*AIM OF THE EXERCISE*. Determine how many lines in the material below contain the word "Dataset", and state only that number.

..............................

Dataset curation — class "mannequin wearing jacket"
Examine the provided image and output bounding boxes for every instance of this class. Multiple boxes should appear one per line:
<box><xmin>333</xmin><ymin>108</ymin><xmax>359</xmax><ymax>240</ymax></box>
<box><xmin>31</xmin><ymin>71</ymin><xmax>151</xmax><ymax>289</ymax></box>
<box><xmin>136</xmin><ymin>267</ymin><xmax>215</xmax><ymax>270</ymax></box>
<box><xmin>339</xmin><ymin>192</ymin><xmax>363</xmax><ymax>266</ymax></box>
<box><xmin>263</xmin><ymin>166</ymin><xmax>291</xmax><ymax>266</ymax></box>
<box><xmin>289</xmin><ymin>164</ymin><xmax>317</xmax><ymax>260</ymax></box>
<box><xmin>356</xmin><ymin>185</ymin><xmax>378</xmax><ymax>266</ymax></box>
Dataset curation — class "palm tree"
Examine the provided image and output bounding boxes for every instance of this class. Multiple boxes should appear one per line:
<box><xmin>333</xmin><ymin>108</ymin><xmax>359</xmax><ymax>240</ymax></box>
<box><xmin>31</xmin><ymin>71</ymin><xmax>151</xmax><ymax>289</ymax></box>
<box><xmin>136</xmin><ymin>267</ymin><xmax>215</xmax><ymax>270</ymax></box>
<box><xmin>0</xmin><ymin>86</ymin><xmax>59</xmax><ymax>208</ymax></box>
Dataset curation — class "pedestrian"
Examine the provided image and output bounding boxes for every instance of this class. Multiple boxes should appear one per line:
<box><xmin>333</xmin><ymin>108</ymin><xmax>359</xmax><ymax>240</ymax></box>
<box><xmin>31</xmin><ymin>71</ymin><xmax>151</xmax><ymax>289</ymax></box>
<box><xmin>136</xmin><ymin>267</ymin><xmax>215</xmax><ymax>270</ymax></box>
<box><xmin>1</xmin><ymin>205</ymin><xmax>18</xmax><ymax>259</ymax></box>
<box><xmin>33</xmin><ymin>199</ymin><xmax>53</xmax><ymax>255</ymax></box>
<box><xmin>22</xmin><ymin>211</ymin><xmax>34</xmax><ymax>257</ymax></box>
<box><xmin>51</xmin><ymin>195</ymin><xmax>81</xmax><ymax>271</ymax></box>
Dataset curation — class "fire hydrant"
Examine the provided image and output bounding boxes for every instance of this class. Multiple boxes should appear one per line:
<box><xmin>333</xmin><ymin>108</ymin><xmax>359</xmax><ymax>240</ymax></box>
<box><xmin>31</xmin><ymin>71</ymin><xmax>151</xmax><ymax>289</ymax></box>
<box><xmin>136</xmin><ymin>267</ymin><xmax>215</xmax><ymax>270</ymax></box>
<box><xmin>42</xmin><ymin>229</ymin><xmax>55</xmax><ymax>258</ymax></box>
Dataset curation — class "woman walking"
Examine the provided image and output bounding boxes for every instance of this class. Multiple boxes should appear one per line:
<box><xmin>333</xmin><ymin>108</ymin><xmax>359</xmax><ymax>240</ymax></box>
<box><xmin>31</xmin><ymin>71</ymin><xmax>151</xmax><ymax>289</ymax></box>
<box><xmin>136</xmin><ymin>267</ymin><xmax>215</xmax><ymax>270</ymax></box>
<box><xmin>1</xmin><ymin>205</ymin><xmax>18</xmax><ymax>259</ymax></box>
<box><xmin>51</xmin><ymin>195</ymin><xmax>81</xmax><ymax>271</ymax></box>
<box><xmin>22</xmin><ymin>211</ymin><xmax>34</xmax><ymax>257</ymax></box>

..............................

*SOLUTION TO THIS TASK*. 5